* _DATASET CONTENT_

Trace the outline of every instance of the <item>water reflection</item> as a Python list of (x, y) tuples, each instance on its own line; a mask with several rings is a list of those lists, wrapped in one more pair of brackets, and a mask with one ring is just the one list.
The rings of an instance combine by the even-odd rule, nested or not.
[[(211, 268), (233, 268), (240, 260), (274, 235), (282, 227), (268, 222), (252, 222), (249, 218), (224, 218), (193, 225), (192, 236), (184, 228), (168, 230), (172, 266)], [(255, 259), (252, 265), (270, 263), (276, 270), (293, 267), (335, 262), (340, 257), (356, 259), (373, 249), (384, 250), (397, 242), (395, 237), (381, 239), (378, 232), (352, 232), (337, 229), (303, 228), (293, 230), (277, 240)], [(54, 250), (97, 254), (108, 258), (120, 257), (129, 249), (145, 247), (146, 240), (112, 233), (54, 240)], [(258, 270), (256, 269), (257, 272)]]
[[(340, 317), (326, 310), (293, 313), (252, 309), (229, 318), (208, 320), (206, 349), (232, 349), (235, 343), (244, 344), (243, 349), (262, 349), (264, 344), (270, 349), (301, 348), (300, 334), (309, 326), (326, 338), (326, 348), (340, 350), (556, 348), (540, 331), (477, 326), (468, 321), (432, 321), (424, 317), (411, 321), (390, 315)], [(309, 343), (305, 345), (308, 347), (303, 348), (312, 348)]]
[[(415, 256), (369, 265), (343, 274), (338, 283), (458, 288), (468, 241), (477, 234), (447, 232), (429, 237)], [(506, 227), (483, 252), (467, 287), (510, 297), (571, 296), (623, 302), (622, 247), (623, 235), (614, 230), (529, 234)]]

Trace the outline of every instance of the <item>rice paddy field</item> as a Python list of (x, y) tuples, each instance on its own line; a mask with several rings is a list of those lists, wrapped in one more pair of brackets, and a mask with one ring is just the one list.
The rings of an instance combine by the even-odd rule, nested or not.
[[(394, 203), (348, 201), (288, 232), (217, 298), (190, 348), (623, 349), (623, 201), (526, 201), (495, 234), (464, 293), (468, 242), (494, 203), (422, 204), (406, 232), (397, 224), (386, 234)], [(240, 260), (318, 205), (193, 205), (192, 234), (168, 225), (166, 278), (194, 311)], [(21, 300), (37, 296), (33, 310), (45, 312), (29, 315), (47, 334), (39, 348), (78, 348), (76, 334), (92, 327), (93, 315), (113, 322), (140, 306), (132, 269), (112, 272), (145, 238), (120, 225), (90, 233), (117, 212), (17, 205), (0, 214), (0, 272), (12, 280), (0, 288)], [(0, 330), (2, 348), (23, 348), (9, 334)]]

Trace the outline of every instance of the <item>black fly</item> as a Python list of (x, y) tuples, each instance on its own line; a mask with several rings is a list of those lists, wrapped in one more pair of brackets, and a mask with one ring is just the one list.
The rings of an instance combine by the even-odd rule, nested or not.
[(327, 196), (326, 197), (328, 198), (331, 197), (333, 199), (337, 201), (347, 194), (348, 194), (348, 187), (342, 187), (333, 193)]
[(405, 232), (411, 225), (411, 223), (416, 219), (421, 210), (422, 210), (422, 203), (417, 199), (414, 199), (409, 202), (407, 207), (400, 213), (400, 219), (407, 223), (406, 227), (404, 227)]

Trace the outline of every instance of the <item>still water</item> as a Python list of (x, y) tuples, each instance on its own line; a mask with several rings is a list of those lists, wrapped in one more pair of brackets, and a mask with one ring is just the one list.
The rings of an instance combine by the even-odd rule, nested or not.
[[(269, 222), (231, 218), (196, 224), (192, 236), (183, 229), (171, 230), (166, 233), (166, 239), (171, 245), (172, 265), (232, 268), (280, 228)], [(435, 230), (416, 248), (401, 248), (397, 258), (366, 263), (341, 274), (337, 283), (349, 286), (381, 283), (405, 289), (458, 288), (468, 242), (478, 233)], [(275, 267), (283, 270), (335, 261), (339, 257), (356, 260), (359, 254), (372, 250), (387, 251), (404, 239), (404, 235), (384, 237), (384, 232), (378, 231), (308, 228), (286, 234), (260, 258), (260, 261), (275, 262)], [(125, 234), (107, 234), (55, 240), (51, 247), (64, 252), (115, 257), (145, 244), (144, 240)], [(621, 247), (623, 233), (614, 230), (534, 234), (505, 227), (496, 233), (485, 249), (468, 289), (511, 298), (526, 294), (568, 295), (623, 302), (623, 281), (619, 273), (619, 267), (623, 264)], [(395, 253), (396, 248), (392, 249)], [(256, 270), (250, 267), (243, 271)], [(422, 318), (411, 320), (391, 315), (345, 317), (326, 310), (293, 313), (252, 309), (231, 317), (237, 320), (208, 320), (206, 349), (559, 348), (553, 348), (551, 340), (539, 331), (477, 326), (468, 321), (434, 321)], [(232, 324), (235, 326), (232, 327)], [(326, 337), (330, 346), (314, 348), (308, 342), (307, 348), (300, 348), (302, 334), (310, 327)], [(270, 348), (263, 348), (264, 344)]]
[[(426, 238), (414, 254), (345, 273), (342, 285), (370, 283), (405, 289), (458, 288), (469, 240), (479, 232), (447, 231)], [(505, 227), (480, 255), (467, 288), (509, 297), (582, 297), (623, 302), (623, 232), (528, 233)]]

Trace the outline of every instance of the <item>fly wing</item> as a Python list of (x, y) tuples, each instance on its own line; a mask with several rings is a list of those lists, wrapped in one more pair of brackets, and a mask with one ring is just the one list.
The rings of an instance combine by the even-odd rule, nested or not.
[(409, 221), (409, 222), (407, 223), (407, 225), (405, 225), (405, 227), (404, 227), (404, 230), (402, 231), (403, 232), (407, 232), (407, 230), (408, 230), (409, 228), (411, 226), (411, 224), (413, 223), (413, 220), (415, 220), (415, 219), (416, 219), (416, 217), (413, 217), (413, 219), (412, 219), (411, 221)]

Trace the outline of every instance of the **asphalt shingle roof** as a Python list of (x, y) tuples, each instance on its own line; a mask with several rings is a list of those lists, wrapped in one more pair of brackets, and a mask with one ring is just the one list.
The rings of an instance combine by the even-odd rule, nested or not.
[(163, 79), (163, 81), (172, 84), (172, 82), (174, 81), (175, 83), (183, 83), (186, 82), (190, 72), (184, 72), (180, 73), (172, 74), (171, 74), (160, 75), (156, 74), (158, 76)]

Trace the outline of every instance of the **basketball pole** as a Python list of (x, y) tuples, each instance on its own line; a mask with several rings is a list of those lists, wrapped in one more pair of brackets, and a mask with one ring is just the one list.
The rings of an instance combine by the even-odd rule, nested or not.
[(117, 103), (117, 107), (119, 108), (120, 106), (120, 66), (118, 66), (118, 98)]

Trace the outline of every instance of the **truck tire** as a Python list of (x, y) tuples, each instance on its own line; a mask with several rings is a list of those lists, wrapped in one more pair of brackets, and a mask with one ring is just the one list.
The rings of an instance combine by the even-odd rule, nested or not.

* _PROBLEM TO SOLVE_
Copy the items above word for word, starting at the line that contains "Trace the outline of every instance of the **asphalt" and ending at the final line of the items.

* _SOLVED PROBLEM_
Trace the outline of every instance of the **asphalt shingle roof** as a Python list of (x, y) tuples, each instance on its own line; a mask with several rings is a list of those lists, wrapped in one more pair of brackets, and a mask with one ring is just the one list.
The rings of an instance combine by the even-odd rule, nested or not.
[(163, 79), (163, 81), (172, 84), (172, 82), (174, 81), (175, 83), (183, 83), (186, 82), (190, 72), (184, 72), (180, 73), (172, 74), (171, 74), (160, 75), (156, 74), (158, 76)]

Trace the outline of every instance of the **basketball pole** as a Python list of (x, y) tuples, each instance on its own line; a mask with several rings is a list of those lists, wrapped in one more pair of brackets, and a mask with one ring is just the one list.
The rings of an instance combine by the even-odd rule, nested or not.
[(117, 103), (117, 107), (119, 108), (120, 106), (120, 66), (118, 66), (118, 98)]

Trace the outline of every instance of the **truck tire** as a Python list of (x, y) tuples, each instance on its own line; a mask with several rings is a list of those lists, wrapped in one more pair of brackets, and a mask with one ring is just the one list.
The rings of an instance combine by the even-odd rule, nested or not.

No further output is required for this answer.